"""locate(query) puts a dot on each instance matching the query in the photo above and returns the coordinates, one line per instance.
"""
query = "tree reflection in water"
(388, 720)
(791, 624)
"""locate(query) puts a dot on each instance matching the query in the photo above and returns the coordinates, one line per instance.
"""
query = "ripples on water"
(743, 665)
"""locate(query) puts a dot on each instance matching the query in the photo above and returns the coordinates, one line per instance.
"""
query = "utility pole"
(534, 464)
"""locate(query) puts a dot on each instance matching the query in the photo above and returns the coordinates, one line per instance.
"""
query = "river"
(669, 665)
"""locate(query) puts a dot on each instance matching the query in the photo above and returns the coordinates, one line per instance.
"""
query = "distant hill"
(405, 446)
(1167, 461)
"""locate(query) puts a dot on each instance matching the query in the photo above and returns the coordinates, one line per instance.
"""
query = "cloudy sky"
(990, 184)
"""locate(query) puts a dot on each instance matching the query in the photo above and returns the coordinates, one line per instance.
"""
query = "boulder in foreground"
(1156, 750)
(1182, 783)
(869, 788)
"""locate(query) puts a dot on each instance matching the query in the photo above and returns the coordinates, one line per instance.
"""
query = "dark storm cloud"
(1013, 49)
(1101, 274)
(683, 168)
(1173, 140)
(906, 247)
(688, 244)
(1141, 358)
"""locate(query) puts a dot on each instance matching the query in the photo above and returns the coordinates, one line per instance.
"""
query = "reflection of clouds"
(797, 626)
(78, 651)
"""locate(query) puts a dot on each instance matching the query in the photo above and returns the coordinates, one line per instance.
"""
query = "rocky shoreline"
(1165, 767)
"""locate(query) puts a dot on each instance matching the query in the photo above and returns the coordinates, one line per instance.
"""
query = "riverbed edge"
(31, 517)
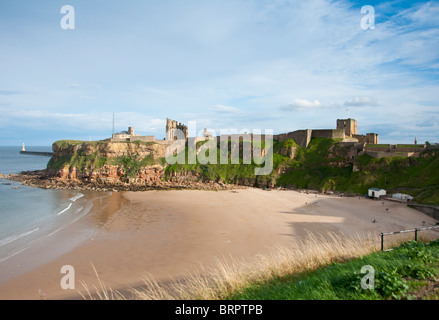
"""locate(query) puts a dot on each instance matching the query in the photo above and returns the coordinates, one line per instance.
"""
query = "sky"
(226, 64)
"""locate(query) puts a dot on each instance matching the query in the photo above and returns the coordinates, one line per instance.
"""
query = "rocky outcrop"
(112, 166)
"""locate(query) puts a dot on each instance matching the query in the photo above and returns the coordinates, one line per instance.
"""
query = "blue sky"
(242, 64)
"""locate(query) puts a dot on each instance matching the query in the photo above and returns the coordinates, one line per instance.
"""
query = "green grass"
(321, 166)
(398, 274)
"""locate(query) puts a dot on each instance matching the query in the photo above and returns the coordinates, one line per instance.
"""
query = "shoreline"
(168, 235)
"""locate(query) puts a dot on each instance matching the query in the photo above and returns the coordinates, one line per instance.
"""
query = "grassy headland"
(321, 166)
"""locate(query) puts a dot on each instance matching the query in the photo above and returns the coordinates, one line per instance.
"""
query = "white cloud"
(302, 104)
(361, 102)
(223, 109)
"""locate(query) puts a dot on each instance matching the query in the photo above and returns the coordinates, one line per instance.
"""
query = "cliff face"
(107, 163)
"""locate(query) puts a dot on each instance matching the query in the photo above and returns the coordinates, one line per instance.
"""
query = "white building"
++++
--- What needs to be done ---
Retype all of the listing above exactly, but keep its pictures out.

--- Answer for this exercise ---
"""locate(query) puts a dot on each instance matching the query in the photo above and returns the coordinates, one line per instance.
"""
query = "tree reflection in water"
(388, 720)
(791, 624)
"""locate(query) puts a dot on each instance matching the query in the photo above and returns the coordinates, one line per instance.
"""
query = "ripples on water"
(743, 665)
"""locate(query) puts a dot on each instance matching the query in the photo above and returns the coordinates, one line per instance.
"""
query = "utility pole"
(534, 464)
"""locate(query) puts a dot on each instance matching the query in the photo above and returns the coordinates, one line per instance.
"""
query = "river"
(669, 665)
"""locate(query) puts a dot on each instance matching the query in the photo above and returns the coordinates, one line per instance.
"""
query = "distant hill"
(405, 446)
(1167, 461)
"""locate(query) puts a dot on each instance matching the query in the photo above and returns the coordinates, one line per instance.
"""
query = "cloudy sky"
(990, 184)
"""locate(query) puts a dot on each instance matching the query in the photo above and returns the coordinates, one line per instance.
"""
query = "boulder in foreground"
(1156, 750)
(1182, 783)
(869, 788)
"""locate(query) puts a dot on each instance matching the query in the photo above and returns the coordinates, one line per instance.
"""
query = "dark storm cloud"
(1013, 49)
(1101, 274)
(683, 168)
(1173, 140)
(906, 247)
(688, 244)
(1141, 358)
"""locate(query) puts a dot on each instance matching the query in the photo above and returns the coordinates, one line per instance.
"""
query = "reflection of clouds"
(797, 626)
(78, 651)
"""locate(query) puts a dot on each instance matching the query in the photo above and returns the coordinates, one line per instance.
"""
query = "rocky shoreline"
(1165, 767)
"""locate(query) puts a dot on each instance matching the query in the photo above and returns the coordinates, one line per instance.
"""
query = "riverbed edge"
(31, 517)
"""locate(query) puts a dot on each instance matching the query in the photo above and returns the coordinates, one line per instance.
"""
query = "sky"
(226, 64)
"""locate(query) puts a dot on each instance matching the query in the photo above and returns the coordinates, one line per instance.
"""
query = "rocky outcrop"
(112, 166)
"""locate(query) puts a dot on each instance matching the query in the photo above and returns the coordinates, one line per instance.
"""
query = "blue sky"
(242, 64)
"""locate(query) puts a dot on each instance matching the query in the photo above and returns the coordinates, one line per instance.
"""
query = "green grass"
(321, 166)
(398, 274)
"""locate(query) puts a dot on each instance matching the query in the photo above and returns the coordinates, one line per instance.
"""
query = "shoreline"
(168, 235)
"""locate(query) puts a dot on each instance matching the query in the photo above and returns the coordinates, one line per instance.
"""
query = "grassy headland"
(321, 166)
"""locate(query) puts a dot on each instance matching the query in the photo above and returns the coordinates, one line per instance.
"""
query = "white cloud"
(302, 104)
(361, 102)
(223, 109)
"""locate(query) puts a dot on each instance matching the query in the photo above and returns the coordinates, one line per instance.
"""
query = "cliff face"
(107, 163)
"""locate(query) puts a dot on each instance matching the query in the photo above and returns the coordinates, one line per instance.
"""
query = "white building"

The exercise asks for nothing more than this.